◆ **Work to complete**
Would you give the number of lines below in which the string "maroon" appears? Nothing else is needed.

◆ **Supplied records**

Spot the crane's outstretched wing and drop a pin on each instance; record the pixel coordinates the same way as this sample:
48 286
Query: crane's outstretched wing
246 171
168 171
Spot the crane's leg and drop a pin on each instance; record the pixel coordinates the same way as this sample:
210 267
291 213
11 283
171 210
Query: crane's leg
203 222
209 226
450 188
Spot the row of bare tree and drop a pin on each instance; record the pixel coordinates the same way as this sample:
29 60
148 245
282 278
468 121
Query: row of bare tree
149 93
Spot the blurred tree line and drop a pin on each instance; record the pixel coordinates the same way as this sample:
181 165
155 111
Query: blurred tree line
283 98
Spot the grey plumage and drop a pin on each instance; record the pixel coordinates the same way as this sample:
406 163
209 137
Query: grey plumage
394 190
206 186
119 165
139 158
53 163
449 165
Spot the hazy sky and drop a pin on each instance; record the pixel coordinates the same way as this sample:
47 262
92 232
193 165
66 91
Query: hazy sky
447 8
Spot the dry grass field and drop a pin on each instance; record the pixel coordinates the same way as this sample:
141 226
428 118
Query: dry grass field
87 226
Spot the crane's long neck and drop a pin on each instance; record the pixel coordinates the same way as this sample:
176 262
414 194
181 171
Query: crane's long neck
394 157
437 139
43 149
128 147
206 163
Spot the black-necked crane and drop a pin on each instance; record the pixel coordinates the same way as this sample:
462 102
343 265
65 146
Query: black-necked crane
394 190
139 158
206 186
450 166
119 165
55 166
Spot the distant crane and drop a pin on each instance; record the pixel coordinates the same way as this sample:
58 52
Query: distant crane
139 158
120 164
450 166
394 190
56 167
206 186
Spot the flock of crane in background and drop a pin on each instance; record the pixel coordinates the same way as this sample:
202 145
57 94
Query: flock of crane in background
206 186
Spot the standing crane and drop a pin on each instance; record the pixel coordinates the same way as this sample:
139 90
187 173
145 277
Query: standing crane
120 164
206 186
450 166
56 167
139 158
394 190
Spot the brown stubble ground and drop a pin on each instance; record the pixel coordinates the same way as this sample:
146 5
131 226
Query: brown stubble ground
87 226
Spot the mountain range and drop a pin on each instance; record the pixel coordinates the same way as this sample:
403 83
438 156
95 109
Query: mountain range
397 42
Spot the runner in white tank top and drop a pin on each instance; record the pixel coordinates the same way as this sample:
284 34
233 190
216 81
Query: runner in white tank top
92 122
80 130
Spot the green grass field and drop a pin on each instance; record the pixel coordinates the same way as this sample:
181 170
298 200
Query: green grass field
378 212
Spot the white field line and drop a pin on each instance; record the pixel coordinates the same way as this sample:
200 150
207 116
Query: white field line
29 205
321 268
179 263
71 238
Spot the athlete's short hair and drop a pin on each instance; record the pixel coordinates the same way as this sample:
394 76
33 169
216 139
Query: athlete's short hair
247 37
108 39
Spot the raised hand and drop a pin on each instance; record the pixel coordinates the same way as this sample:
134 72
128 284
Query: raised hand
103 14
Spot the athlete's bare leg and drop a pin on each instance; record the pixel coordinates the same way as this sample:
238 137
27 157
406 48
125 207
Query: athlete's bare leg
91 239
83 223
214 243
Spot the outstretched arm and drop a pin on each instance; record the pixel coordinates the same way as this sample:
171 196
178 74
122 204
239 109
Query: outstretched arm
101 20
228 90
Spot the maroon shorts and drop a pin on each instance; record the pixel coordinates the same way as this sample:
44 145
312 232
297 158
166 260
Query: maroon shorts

◆ **Exercise result**
2